## [Text block]
>> Begin
While his initial focus was on American jazz, Sharifi has incorporated a diverse range of influences into his music including elements of Middle Eastern and African music and jazz. In addition to arranging and producing albums for Japanese and Korean artists, as well as Susan McKeown and Akira Satake's 1988 album, Bushes and Briars, Sharifi recorded four albums with world fusion band, Mo Bama. His solo album, A Prayer for the Soul of Layla was named Best Contemporary World Music Album at the first annual New Age Voice Music Awards.
>> End
## [Given task 1]
List every person named in the passage about Sharifi's music.
## [Given task 2]
From the passage about Sharifi's music, write out the portion that begins with the words "While his initial" and ends after the words "Voice Music Awards.".

## [Excerpted records]
>> Begin
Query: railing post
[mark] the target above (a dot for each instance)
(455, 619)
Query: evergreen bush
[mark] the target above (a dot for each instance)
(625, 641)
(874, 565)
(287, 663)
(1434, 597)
>> End
## [Answer 1]
Sharifi, Susan McKeown, Akira Satake

## [Answer 2]
While his initial focus was on American jazz, Sharifi has incorporated a diverse range of influences into his music including elements of Middle Eastern and African music and jazz. In addition to arranging and producing albums for Japanese and Korean artists, as well as Susan McKeown and Akira Satake's 1988 album, Bushes and Briars, Sharifi recorded four albums with world fusion band, Mo Bama. His solo album, A Prayer for the Soul of Layla was named Best Contemporary World Music Album at the first annual New Age Voice Music Awards.